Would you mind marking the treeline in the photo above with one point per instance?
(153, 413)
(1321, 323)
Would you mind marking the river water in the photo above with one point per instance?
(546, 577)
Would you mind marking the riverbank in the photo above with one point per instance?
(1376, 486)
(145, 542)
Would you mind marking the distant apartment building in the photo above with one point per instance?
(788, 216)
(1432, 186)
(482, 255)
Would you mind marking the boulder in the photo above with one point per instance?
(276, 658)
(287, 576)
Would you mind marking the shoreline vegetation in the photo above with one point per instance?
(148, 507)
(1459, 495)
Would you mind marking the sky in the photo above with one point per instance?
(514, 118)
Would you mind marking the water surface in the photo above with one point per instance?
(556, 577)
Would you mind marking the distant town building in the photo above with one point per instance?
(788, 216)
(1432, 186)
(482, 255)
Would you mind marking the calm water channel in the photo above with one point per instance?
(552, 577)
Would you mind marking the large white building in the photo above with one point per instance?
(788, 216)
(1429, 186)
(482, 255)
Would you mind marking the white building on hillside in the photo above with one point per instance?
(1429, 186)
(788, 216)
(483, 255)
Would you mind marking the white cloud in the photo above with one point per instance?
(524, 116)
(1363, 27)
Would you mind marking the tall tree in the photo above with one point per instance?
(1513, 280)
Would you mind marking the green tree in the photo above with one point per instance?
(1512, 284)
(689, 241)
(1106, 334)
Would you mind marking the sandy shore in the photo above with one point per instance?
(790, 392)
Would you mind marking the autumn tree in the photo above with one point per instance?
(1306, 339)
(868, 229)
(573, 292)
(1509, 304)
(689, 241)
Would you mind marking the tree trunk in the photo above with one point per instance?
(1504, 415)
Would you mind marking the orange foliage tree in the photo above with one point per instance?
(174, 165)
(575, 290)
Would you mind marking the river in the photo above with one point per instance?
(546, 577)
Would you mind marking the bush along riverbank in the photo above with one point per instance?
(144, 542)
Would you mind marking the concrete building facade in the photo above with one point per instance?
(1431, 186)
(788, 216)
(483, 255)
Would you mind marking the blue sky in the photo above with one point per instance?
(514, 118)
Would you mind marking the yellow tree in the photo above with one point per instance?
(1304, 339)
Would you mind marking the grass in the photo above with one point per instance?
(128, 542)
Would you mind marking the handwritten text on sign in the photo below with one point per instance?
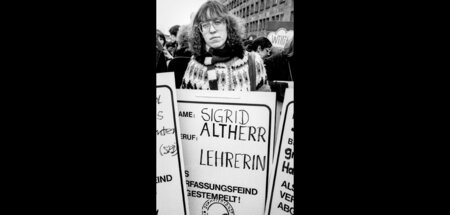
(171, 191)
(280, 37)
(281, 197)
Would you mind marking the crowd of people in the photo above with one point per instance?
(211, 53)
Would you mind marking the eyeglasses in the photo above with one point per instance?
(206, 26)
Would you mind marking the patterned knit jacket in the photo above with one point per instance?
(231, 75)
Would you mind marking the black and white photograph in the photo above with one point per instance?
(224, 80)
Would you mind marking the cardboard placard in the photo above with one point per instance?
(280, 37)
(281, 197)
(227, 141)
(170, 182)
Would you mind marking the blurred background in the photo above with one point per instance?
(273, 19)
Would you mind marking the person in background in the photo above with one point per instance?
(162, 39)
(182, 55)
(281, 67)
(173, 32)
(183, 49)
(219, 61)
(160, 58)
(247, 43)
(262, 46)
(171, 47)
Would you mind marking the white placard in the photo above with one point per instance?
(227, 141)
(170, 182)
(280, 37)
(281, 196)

◆ Required task: Reproduce the entries from the line with "Would you mind marking the white cloud" to the line with "(1106, 334)", both included, and shift every coordinate pair by adding 39 to each of its numbers.

◆ Answer to the problem:
Would you mind marking the white cloud in the photo above with one point per instance?
(563, 155)
(1402, 66)
Would you mind marking the tall tree in the photo above with one point per instance?
(1552, 319)
Would you mind marking the green tree in the photo above with one point per instance?
(1551, 323)
(728, 280)
(1145, 373)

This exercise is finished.